I am well down path to identifying a similar frontend/backend
separation in Tux3.  The back end data consists of all the dirty
metadata and file data cache blocks (buffer cache and page cache(s)
respectively) and the "phase" boundaries, which separate the results of
successive large groups of high level operations so that there are no
disk-image dependencies between them.

I now have two nice tools for achieving such a clean separation between
transaction phases:

  1) Logical log records

  2) Dirty cache block cloning

The latter takes advantage of logical log records to limit the effect of
a high level operation to just the leaf blocks affected.  Where two
operations that are supposed to be in two different transaction phases
affect the same leaf block(s) then the block(s) will be cloned to
achieve proper physical separation.  So I can always force a clean
boundary between phases without generating a lot of dirty blocks to do
it, an important property when it comes to anti-deadlock memory

The payoff for a clean frontend/backend separation is, as you say, a
clean design.  The art in this is to accomplish the separation without
any throughput compromise, which I am willing to believe you have done
in Hammer, and which I now wish to achieve by a somewhat different
means in Tux3.

◆ Data extract
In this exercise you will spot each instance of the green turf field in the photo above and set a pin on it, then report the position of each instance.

◆ Task brief
Reproduce the full Tux3 frontend/backend separation passage above word for word.

◆ Output for this exercise
I am well down path to identifying a similar frontend/backend
separation in Tux3.  The back end data consists of all the dirty
metadata and file data cache blocks (buffer cache and page cache(s)
respectively) and the "phase" boundaries, which separate the results of
successive large groups of high level operations so that there are no
disk-image dependencies between them.

I now have two nice tools for achieving such a clean separation between
transaction phases:

  1) Logical log records

  2) Dirty cache block cloning

The latter takes advantage of logical log records to limit the effect of
a high level operation to just the leaf blocks affected.  Where two
operations that are supposed to be in two different transaction phases
affect the same leaf block(s) then the block(s) will be cloned to
achieve proper physical separation.  So I can always force a clean
boundary between phases without generating a lot of dirty blocks to do
it, an important property when it comes to anti-deadlock memory

The payoff for a clean frontend/backend separation is, as you say, a
clean design.  The art in this is to accomplish the separation without
any throughput compromise, which I am willing to believe you have done
in Hammer, and which I now wish to achieve by a somewhat different
means in Tux3.